Problem: Restate the data below word for word. Leave the images out.

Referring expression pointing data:
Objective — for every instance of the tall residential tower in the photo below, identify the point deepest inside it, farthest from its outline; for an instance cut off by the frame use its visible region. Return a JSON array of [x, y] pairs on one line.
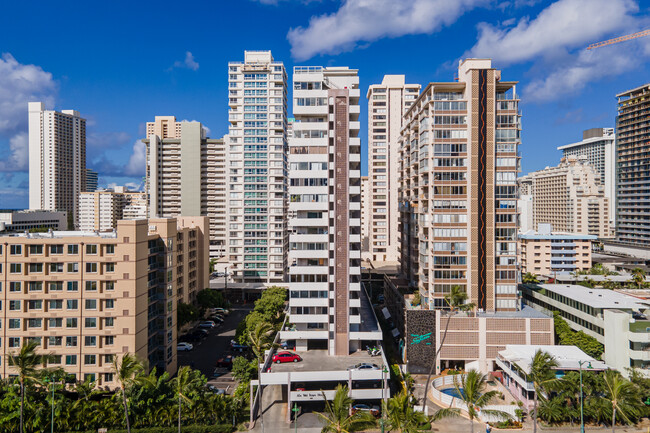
[[57, 159], [257, 170], [387, 103]]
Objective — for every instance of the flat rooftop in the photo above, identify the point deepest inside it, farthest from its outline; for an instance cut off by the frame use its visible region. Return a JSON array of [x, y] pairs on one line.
[[597, 298], [320, 360]]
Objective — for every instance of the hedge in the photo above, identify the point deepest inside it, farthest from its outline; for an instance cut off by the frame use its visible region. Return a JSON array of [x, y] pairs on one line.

Result for this exercise:
Objective — for every instance of the tall residential tower in the photo below, identify the point deepest inside it, farthest from its outline; for an instance cut off by the frame use its visible region. Return a JSON array of [x, y] pairs on one line.
[[57, 159], [257, 170], [387, 103]]
Objective — for every instance of the flat rooftop in the photo above, identify the point deepest inside it, farthest from its outline; for an instance cut off by the frame use its visible region. Return a JSON array of [x, y] pairs on one line.
[[597, 298], [320, 360]]
Objective — for every instance of the hedge in the photo above, identify the point deepest inside it, farthest from its outline; for an instance cut off by the frame use its visible region. Return a JSON array of [x, y] pairs on one line.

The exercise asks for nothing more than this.